■ Provided text ■
_ _ _ _ _ _ _
Fig. 10 Cytotoxicity evaluation of free curcumin in U251 human glioma cells. Data represents the mean ± SD of three independent sets of experiments (total n = 15). Statistical analysis of the data was performed using a one sample t-test. Asterisks denote statistically significant differences from the control (cells without curcumin; ***p < 0.001). DMSO at a concentration of 30 % (in cellʼs medium) was used as a positive control for the cytotoxic effect.
Fig. 11 Cytotoxicity of curcumin-loaded PCL and MPEG-PCL nanoparticles (NPs) in U251 human glioma cells. Data represents the mean ± SD of three independent sets of experiments (total n = 15). Statistical analysis of the data was performed using a t-test. Asterisks denote statistically significant differences from the control (only cells; *p < 0.05, **p < 0.01, ***p < 0.001). DMSO at a concentration of 30 % (in medium) was used as a positive control for the cytotoxic effect.
_ _ _ _ _ _ _
■ Work task A ■
List each significance level, with its asterisk marking, that the curcumin cytotoxicity captions give for the Fig. 11 nanoparticle results.
■ Work task B ■
For each statement, say whether it agrees with the curcumin cytotoxicity captions. Quote the deciding words of the captions.
(i) The Fig. 10 data were analyzed with a one sample t-test.
(ii) The Fig. 11 results come from five independent sets of experiments.
(iii) In Fig. 11, DMSO at 30 % served as the positive control for the cytotoxic effect.
_ _ _ _ _ _ _
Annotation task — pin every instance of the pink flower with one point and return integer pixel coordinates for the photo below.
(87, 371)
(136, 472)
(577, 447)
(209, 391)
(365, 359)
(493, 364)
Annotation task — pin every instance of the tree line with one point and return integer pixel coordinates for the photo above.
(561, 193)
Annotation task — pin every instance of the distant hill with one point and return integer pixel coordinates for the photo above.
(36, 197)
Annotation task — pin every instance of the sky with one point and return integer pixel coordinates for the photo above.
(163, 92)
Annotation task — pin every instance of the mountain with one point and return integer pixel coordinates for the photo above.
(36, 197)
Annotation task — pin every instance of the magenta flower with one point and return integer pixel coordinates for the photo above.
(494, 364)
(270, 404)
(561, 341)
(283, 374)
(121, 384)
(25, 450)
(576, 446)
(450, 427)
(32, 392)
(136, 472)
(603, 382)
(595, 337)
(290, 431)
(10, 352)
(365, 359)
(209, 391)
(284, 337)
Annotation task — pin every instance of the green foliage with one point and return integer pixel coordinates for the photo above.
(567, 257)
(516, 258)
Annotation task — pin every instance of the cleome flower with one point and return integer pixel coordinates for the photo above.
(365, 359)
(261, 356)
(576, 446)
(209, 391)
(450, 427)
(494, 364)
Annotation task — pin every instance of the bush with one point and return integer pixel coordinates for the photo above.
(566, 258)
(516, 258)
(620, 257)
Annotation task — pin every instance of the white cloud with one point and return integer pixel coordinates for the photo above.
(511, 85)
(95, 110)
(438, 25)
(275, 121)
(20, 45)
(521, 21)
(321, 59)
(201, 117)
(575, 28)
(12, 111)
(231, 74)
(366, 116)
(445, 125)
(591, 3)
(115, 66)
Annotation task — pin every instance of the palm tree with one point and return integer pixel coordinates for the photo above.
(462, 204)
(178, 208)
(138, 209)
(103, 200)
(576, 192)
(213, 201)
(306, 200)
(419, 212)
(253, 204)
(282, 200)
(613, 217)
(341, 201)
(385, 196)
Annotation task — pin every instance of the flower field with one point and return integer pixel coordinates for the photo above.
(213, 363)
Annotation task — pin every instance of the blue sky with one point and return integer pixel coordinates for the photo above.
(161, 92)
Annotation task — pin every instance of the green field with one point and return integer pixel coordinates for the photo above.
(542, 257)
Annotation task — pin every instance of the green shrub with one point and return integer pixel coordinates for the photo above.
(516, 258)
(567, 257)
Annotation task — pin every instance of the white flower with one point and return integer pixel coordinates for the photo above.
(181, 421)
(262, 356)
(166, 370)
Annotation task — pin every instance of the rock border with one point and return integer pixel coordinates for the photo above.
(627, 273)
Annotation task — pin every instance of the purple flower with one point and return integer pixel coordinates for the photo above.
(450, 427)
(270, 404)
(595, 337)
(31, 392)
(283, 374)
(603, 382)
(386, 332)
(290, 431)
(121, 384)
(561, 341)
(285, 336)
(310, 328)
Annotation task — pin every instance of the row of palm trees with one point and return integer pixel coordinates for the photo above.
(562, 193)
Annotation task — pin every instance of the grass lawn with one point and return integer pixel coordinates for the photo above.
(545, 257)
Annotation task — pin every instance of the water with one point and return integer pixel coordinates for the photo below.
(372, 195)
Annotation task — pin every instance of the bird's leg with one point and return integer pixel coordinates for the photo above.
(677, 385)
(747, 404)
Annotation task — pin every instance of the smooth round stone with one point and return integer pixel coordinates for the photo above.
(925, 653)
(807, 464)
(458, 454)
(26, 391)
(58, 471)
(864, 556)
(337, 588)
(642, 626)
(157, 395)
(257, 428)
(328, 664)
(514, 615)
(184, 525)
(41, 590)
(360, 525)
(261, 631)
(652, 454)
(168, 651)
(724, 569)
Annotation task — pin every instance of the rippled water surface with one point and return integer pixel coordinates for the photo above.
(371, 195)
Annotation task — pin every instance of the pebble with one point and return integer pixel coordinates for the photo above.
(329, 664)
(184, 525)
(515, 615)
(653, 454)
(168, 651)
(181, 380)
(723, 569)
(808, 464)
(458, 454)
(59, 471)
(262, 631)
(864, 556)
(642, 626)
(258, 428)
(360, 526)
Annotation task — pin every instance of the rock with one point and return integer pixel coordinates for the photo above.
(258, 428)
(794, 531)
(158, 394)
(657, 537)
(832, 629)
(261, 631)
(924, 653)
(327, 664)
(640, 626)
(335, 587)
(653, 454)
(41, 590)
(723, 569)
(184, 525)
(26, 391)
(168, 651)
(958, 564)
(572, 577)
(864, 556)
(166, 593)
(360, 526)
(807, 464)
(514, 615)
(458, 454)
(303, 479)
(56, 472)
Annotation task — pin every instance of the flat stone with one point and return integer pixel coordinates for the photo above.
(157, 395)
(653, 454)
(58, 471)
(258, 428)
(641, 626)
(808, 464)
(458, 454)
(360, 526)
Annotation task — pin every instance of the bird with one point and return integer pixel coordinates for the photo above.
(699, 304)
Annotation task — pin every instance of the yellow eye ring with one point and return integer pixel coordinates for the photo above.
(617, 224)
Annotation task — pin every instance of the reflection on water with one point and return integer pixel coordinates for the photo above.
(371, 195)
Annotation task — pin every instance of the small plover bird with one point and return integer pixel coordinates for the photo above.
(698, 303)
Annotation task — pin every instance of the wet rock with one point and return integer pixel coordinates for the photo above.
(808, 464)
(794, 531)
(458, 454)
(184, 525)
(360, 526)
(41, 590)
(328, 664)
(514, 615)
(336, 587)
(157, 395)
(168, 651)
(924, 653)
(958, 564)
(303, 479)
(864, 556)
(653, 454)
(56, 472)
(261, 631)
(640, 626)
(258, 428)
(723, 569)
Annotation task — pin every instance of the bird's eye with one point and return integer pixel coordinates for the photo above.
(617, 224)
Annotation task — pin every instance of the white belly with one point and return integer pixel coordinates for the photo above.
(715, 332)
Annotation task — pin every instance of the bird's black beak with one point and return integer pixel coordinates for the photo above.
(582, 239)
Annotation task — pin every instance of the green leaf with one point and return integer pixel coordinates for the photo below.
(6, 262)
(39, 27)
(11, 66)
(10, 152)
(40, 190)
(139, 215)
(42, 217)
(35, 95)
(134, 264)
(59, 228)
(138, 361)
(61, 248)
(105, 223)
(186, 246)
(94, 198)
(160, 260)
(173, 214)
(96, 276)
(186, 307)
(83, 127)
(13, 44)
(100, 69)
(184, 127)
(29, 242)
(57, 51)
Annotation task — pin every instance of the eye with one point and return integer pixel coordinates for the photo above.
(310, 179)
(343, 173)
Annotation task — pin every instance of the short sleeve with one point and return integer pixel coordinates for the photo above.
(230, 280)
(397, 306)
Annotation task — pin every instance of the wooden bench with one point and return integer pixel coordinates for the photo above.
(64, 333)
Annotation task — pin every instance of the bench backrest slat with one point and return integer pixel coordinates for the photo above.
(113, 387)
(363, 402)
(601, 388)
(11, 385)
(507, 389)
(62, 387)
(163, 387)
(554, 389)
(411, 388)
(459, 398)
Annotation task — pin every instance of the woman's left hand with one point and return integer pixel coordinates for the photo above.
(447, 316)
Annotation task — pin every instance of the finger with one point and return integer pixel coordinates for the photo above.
_ _ _ _ _ _ _
■ Written solution A ■
*p < 0.05
**p < 0.01
***p < 0.001

■ Written solution B ■
(i) Yes: "Statistical analysis of the data was performed using a one sample t-test."
(ii) No: "Data represents the mean ± SD of three independent sets of experiments (total n = 15)."
(iii) Yes: "DMSO at a concentration of 30 % (in medium) was used as a positive control for the cytotoxic effect."